TEXTO PARA LEITURA —

──────────

A audiência para saneamento compartilhado de causas complexas (art. 357, § 3º, CPC/2015) como reflexo do dever de cooperação (art. 6º, CPC/2015) – Por Camila Salgueiro da Purificação Marques

10/01/2017

Coordenador: Gilberto Bruschi

Em março de 2017 se comemorará um ano de vigência da Lei n. 13.105 de 2015, um Código de Processo Civil que reforça os princípios constitucionais e se pauta pela cooperação entre todos os sujeitos processuais.

Nesse contexto, o presente ensaio trata do dever de cooperação entre os sujeitos processuais, estabelecido no artigo 6º como uma premissa do CPC/2015, abordando de modo específico um dos seus reflexos previsto no artigo 357, § 3º: a possibilidade de uma audiência para saneamento de causas complexas em cooperação com as partes.

Primeiramente, ressalta-se que o dever de cooperação diz respeito à participação do jurisdicionado e do próprio magistrado no processo, de modo a permitir a elaboração de uma decisão democrática, permeada pela colaboração das partes e do juiz, considerando o diálogo necessário para que o processo seja meio apto e justo à solução de conflitos e à efetivação de direitos.

Nesse âmbito, analisa-se a cooperação sob o viés dos deveres (de esclarecimento, de diálogo, de prevenção e de auxílio para com os litigantes) do juiz, defendendo-se o princípio da colaboração como fator que legitima a decisão judicial, relacionando-o com a fundamentação das decisões. O dever de colaboração contribui para o acesso à justiça e a construção de uma decisão justa, que respeite os direitos fundamentais das partes.

──────────

DESCRIÇÃO DA TAREFA — No texto sobre o dever de cooperação no CPC/2015, copie de novo o trecho de "Nesse contexto, o" a "efetivação de direitos." e substitua "magistrado" por "julgador".

DADOS FORNECIDOS —

──────────

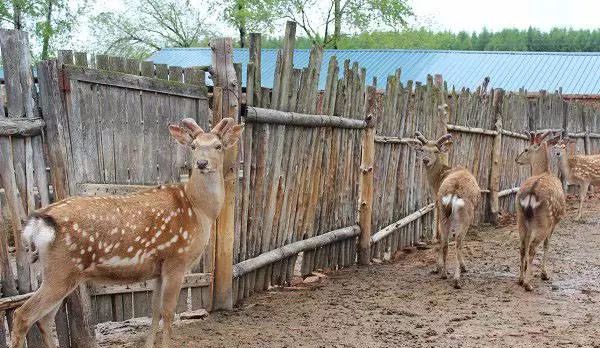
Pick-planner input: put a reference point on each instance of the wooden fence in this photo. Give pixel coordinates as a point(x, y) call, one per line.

──────────

RESULTADO DA TAREFA —
Nesse contexto, o presente ensaio trata do dever de cooperação entre os sujeitos processuais, estabelecido no artigo 6º como uma premissa do CPC/2015, abordando de modo específico um dos seus reflexos previsto no artigo 357, § 3º: a possibilidade de uma audiência para saneamento de causas complexas em cooperação com as partes.

Primeiramente, ressalta-se que o dever de cooperação diz respeito à participação do jurisdicionado e do próprio julgador no processo, de modo a permitir a elaboração de uma decisão democrática, permeada pela colaboração das partes e do juiz, considerando o diálogo necessário para que o processo seja meio apto e justo à solução de conflitos e à efetivação de direitos.